(Dataset items)
_ _ _ _ _
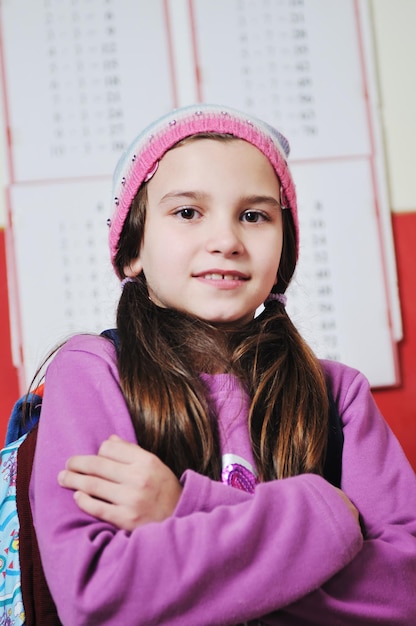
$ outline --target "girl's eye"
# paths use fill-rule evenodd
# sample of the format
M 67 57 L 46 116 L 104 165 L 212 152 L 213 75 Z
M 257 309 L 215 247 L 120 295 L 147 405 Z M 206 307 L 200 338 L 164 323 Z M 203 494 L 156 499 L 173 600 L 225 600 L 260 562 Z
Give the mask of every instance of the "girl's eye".
M 183 220 L 193 220 L 198 216 L 198 212 L 192 207 L 183 207 L 176 212 L 176 215 L 181 217 Z
M 257 222 L 264 222 L 267 220 L 267 216 L 259 211 L 245 211 L 242 215 L 242 220 L 244 222 L 249 222 L 250 224 L 256 224 Z

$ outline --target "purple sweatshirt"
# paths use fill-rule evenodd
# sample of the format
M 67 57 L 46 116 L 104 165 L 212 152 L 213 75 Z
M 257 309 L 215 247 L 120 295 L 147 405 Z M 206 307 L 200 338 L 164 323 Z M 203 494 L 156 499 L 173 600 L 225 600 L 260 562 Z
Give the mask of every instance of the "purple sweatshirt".
M 65 626 L 416 624 L 416 479 L 366 379 L 324 362 L 342 416 L 342 489 L 305 474 L 254 493 L 187 471 L 174 514 L 133 532 L 78 509 L 57 474 L 111 434 L 136 442 L 112 344 L 71 339 L 50 364 L 31 504 Z M 224 480 L 251 468 L 247 398 L 204 375 L 218 410 Z M 228 468 L 228 469 L 227 469 Z

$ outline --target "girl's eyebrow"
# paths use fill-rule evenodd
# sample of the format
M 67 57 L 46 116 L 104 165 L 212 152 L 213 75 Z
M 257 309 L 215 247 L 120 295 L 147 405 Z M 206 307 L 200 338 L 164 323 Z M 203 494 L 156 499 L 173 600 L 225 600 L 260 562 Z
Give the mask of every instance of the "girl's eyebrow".
M 160 199 L 160 204 L 167 202 L 169 200 L 177 200 L 178 198 L 184 198 L 187 200 L 194 201 L 202 201 L 209 199 L 210 195 L 208 193 L 202 191 L 170 191 Z M 269 206 L 274 206 L 277 209 L 280 209 L 280 202 L 274 196 L 265 196 L 265 195 L 252 195 L 252 196 L 242 196 L 239 198 L 240 204 L 268 204 Z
_ _ _ _ _
What is expected: Pick out every line in the records above that contains the word "target", and copy each one. Case matters.

Answer for this exercise:
$ outline --target "girl's eye"
$ outline --target "purple sweatshirt"
$ outline --target "girl's eyebrow"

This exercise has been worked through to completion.